(To do) Add 143 to every coordinate value in the records, covering only the stretch from the line that contains "Where can the white blouse" through the line that contains "[1087, 806]". Write out every line in that stretch, copying the lines without coordinates unchanged.

(Data section)
>> start
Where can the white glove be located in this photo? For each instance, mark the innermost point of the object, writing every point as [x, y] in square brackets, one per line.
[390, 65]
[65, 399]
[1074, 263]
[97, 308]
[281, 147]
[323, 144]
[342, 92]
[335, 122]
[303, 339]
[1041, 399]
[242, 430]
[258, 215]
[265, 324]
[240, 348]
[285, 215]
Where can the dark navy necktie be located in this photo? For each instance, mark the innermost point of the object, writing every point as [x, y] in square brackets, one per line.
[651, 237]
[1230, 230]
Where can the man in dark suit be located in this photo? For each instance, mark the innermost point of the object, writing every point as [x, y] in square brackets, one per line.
>> end
>> start
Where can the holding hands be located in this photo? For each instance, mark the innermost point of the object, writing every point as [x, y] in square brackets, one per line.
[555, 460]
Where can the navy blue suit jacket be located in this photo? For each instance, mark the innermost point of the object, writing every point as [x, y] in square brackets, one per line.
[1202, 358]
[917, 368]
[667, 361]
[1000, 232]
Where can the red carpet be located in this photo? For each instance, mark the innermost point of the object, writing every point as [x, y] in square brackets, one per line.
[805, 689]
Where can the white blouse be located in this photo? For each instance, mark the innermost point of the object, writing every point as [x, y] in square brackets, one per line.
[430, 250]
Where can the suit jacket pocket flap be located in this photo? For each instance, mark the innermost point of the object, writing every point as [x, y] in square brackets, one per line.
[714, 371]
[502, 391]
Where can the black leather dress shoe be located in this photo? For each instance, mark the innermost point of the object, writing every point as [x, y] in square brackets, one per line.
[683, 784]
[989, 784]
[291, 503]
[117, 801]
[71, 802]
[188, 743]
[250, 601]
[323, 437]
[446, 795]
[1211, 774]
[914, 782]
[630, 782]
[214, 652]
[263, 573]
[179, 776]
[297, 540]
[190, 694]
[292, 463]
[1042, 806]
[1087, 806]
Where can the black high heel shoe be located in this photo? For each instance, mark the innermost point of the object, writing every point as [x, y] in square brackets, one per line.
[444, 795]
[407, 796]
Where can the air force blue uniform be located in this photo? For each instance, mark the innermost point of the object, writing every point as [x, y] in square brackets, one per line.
>> end
>> start
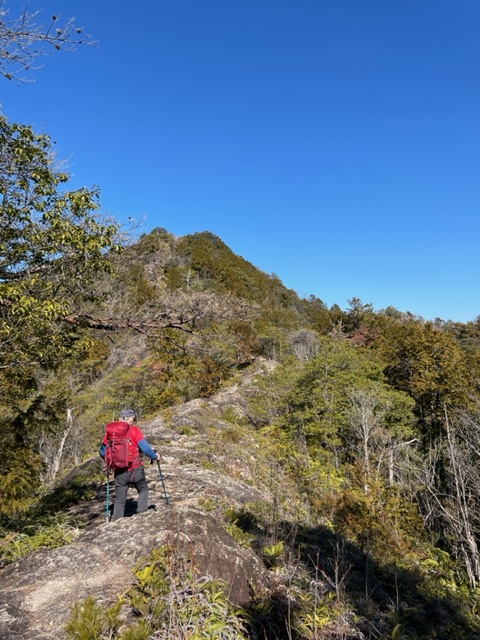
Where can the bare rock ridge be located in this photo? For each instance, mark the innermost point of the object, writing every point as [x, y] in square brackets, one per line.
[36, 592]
>> end
(Complete output)
Where can the white blouse be located in this photo? For each instance, mark the innermost point of the object, writing every point as [x, y] in square brackets, one per line.
[573, 393]
Where can the suit jacket pocket flap be located in this photo? For each instance, mark the innermost point of the object, writing every point as [x, y] in square brackets, one per line.
[857, 514]
[645, 534]
Where can the black leather dress shoe be located in this photo? For each instance, mark the innermost point of the object, writing every point as [x, y] in square brackets, one per line.
[826, 927]
[1132, 927]
[434, 646]
[260, 944]
[214, 945]
[331, 886]
[393, 744]
[466, 580]
[589, 938]
[1354, 917]
[1057, 925]
[773, 925]
[357, 795]
[406, 716]
[322, 919]
[440, 683]
[333, 837]
[435, 606]
[1185, 949]
[1230, 949]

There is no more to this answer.